▸ **Provided records**:
⟨
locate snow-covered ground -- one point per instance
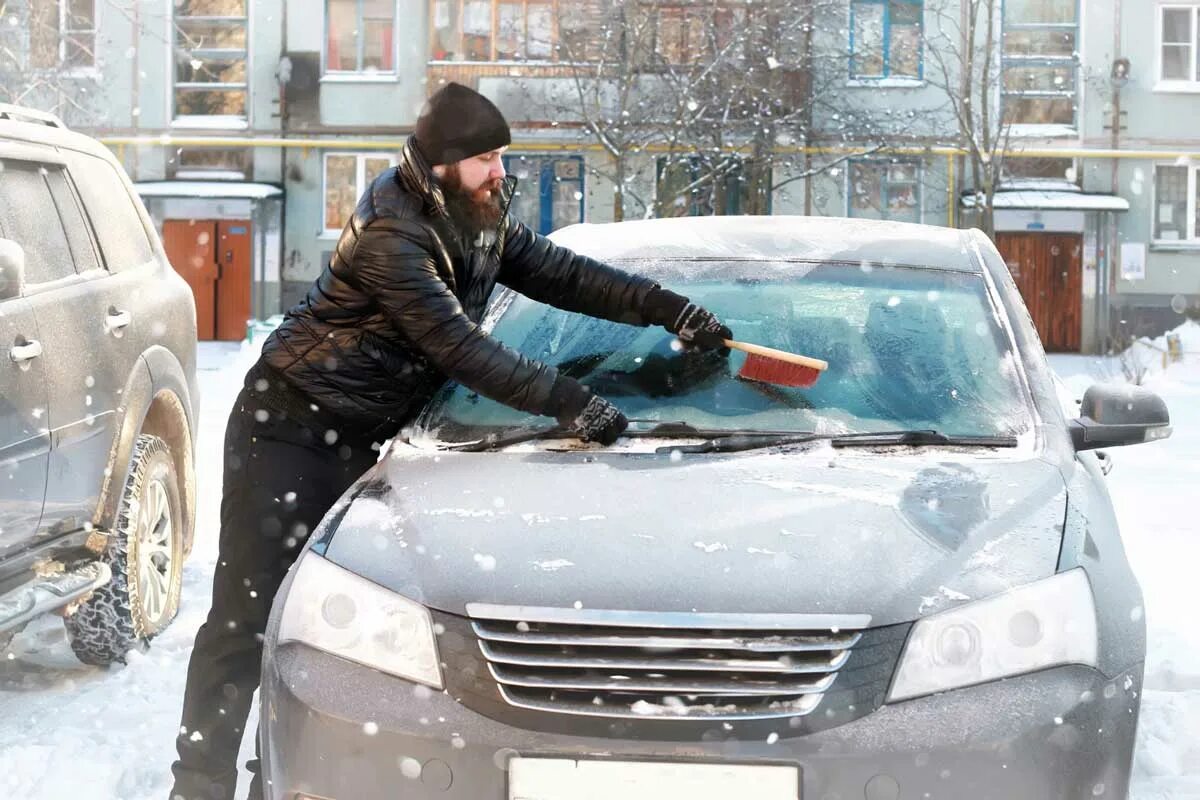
(69, 731)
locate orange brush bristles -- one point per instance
(773, 371)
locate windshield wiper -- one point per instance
(918, 439)
(743, 440)
(660, 431)
(751, 440)
(496, 441)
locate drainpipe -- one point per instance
(1104, 298)
(283, 170)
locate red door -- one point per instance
(233, 287)
(215, 258)
(191, 248)
(1048, 271)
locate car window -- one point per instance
(907, 348)
(77, 229)
(109, 205)
(29, 217)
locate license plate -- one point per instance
(564, 779)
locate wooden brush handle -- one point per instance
(780, 355)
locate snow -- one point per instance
(208, 190)
(67, 727)
(1053, 200)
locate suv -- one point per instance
(97, 396)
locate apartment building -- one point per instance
(252, 126)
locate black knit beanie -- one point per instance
(459, 122)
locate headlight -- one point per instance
(342, 613)
(1039, 625)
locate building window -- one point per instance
(360, 36)
(63, 34)
(1039, 62)
(493, 30)
(1177, 203)
(1179, 35)
(550, 191)
(885, 38)
(687, 188)
(210, 61)
(684, 32)
(347, 176)
(883, 190)
(210, 163)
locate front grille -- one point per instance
(664, 666)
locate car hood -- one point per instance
(895, 535)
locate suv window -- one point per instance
(29, 217)
(123, 238)
(73, 222)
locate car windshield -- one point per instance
(907, 348)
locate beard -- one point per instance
(473, 212)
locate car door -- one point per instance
(84, 370)
(24, 395)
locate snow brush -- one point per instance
(769, 366)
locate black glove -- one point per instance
(589, 415)
(695, 325)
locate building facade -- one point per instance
(252, 126)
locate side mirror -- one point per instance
(1115, 414)
(12, 269)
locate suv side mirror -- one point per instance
(12, 269)
(1115, 414)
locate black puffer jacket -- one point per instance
(396, 311)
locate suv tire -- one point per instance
(147, 557)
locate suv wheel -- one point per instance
(145, 554)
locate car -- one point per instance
(905, 581)
(99, 397)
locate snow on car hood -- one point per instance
(892, 535)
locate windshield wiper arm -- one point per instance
(660, 431)
(743, 440)
(918, 439)
(753, 440)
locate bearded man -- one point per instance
(394, 316)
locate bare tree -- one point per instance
(46, 48)
(724, 94)
(964, 49)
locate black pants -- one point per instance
(280, 480)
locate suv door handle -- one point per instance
(117, 319)
(27, 352)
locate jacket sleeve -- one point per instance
(395, 264)
(544, 271)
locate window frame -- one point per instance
(457, 8)
(1027, 60)
(885, 163)
(360, 158)
(65, 31)
(546, 198)
(887, 77)
(360, 73)
(219, 121)
(41, 167)
(1174, 84)
(1193, 208)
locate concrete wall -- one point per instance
(1156, 118)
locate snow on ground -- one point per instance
(69, 731)
(1152, 489)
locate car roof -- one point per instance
(775, 238)
(39, 133)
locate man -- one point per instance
(393, 317)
⟩
▸ **What you should do**: Write out only those lines that fall between the one containing "locate car roof -- one point per instance" and the end of the entries, the first and last included, exactly as they read.

▸ **Answer for the task**:
locate car roof -- one point per instance
(775, 238)
(39, 133)
locate man -- one point per instance
(393, 317)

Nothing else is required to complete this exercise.